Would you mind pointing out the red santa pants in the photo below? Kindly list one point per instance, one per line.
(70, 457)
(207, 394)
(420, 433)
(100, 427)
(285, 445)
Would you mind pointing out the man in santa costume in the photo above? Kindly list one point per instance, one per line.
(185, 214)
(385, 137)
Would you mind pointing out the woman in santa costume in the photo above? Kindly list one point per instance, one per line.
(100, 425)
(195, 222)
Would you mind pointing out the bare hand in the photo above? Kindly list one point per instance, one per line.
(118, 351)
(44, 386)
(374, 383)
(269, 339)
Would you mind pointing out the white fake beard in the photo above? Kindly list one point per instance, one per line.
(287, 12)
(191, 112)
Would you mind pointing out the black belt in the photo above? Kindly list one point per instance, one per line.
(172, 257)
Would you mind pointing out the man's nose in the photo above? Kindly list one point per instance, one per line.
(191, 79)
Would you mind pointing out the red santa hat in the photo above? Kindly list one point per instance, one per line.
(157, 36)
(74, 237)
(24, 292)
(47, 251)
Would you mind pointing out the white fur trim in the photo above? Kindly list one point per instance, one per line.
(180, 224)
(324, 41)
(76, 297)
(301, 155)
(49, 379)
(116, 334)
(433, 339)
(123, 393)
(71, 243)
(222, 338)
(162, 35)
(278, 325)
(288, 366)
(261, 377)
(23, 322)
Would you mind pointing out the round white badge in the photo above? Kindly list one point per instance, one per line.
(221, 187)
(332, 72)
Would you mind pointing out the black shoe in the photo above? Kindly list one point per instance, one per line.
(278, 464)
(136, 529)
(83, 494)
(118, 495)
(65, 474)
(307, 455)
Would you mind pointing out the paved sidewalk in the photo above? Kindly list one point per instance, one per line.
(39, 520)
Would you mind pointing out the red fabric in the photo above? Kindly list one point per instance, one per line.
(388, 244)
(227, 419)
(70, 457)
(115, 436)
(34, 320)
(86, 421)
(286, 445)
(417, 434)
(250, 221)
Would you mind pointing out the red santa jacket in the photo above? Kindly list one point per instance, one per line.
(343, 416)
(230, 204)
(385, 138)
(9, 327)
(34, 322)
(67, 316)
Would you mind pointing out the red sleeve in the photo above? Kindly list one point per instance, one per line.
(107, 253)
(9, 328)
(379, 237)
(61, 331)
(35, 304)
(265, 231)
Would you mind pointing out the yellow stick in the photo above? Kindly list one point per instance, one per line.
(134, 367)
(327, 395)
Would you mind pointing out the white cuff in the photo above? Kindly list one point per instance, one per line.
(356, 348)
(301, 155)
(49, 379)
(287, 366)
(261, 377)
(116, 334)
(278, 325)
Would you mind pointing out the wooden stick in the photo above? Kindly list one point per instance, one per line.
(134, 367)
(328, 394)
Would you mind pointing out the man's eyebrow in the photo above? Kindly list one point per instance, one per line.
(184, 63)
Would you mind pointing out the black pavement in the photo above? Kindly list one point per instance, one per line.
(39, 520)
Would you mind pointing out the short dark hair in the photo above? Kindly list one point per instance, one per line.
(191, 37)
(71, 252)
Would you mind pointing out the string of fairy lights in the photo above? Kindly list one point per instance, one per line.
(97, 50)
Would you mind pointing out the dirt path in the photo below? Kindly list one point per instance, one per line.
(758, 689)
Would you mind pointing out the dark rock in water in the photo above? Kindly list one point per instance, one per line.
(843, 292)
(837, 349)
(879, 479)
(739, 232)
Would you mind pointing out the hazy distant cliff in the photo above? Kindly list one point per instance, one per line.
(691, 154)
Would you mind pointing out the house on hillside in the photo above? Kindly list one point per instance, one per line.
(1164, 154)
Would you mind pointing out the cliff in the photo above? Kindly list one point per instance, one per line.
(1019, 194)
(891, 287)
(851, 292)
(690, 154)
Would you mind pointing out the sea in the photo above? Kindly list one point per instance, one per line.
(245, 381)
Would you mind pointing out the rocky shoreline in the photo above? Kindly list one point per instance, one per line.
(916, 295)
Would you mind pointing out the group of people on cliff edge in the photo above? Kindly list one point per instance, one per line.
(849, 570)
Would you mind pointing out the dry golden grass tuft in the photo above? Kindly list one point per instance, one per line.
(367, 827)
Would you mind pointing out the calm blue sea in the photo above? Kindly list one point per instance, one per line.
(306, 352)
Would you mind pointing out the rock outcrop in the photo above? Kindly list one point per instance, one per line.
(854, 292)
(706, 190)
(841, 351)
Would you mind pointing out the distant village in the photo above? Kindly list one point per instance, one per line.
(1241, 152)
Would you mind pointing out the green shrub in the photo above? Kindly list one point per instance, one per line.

Action item:
Could you return all the data above exactly as it appears?

Reply:
Would you mind pointing out the red santa pants in the photo below? Kindly list one point per instance, one per line.
(70, 457)
(207, 394)
(420, 433)
(100, 427)
(285, 445)
Would you mind pointing out the man in santa costume in the photo above? Kindly list one point per instance, one per line.
(185, 214)
(385, 137)
Would you mind pointing out the woman in santa costume in the photo above? Kindly list one point per instance, one per line.
(100, 425)
(195, 222)
Would you mind pointing out the bare hand in the photo above? Kindly list one point per instance, one per line.
(118, 351)
(44, 386)
(374, 383)
(269, 339)
Would you mind pointing out the white fake beard in the photo above? Kindly list one point per instance, one per line.
(287, 12)
(191, 112)
Would you mind pointing out the black belt in the photo above? Kindly list one point per instance, one per line.
(172, 257)
Would you mind pointing out the man's nose in the photo above? Kindly list one point per instance, one per line.
(191, 79)
Would you mind pointing out the red santa hat in the photo above? Kindly list one point per instance, one per line.
(157, 36)
(74, 237)
(24, 292)
(47, 251)
Would you mind pointing out the white fur trim in the photo above? Kindly list one point per instance, one per line.
(180, 224)
(324, 41)
(76, 297)
(301, 155)
(49, 379)
(116, 334)
(433, 339)
(123, 393)
(71, 243)
(222, 338)
(162, 35)
(278, 325)
(288, 366)
(261, 377)
(23, 322)
Would you mind pointing out the round white badge in the photo above? Kindly list one point per instance, one per line.
(221, 187)
(332, 72)
Would you mind pointing out the black shoe in the photo above? Kindly list one point per instance, one per line.
(278, 464)
(136, 529)
(83, 494)
(118, 495)
(65, 474)
(307, 455)
Would you mind pointing out the paved sidewalk in the photo above? Kindly list one point per instance, one per line.
(39, 520)
Would you mind pointing out the red fabric in the photo above? Kindly list one point per instance, one per line.
(388, 244)
(227, 419)
(70, 457)
(115, 436)
(34, 320)
(86, 421)
(286, 445)
(417, 434)
(250, 221)
Would you mind pointing out the red santa jacket in the photo above? Kindly list one point per instance, one per line.
(343, 416)
(230, 204)
(385, 138)
(9, 327)
(34, 322)
(67, 316)
Would you mind pointing out the red sleeve in the photo above? Kindly list one point per instance, one per line.
(107, 253)
(9, 328)
(379, 237)
(61, 331)
(35, 304)
(265, 231)
Would you mind pointing out the yellow stick in the photo above? Kindly list one point per instance, one per line.
(134, 367)
(327, 395)
Would you mind pointing out the white cuff in the photo above? Kindly list one point per instance, one per line.
(356, 348)
(301, 155)
(49, 379)
(287, 366)
(261, 377)
(116, 334)
(278, 325)
Would you mind pointing out the wooden stick in the photo above? Kindly list one point per instance, one per line.
(134, 367)
(328, 394)
Would you mind pointing out the man's eyebrow in the photo above? Kindly list one point per instance, one per line.
(184, 63)
Would you mind pointing out the black pavement in the photo above? Kindly list one point per instance, one per line.
(39, 520)
Would you mind pointing out the short dark hair in the photo above? Kindly list one point per instance, one per line.
(191, 37)
(71, 252)
Would you mind pointing out the string of fairy lights in the photo above? Kindly list one point per instance, one per line.
(97, 50)
Would you mind pointing out the dirt path in the photo below? Kindly list one point per instance, one per line.
(758, 689)
Would you mind pointing out the dark rock in water in the photo above? Kindly list one point per instance, one per line.
(843, 292)
(837, 349)
(879, 479)
(739, 232)
Would you mind pointing out the hazy distant cliff in the photo above? Kindly list one point per instance, one per line.
(691, 154)
Would you mind pointing out the house on hillside in the photo above? Kindly list one point per instance, one per line.
(1164, 154)
Would you mind pointing out the cliff in the photo above? Kindly list one point per instance, one per line.
(1019, 194)
(891, 287)
(851, 292)
(690, 154)
Would you mind pointing out the sea in the photo above? Kindly list one point per instance, one per line.
(245, 381)
Would you mind pointing out the rocky shoreline in the photo above? Kindly list one point per instance, one per line.
(916, 295)
Would you mind pointing out the group of people on cliff edge in the photo above? Kindly list one point per instance, one per line.
(849, 570)
Would you mind pointing out the dry golden grass tuft in the photo above? Kindly list one point per instance, one per line.
(367, 827)
Would you mind pointing out the calm blue sea in the photo above? Kindly list one point per instance, one per line.
(306, 352)
Would you mind pointing out the rock outcrop in the photo above? Kindly list one point per instance, one per line.
(854, 292)
(706, 190)
(841, 351)
Would you mind pointing out the distant village in the photo above? Kindly list one point per instance, one per line.
(1241, 152)
Would you mind pointing out the green shrub in the photo above? Kindly list one point per instance, one per line.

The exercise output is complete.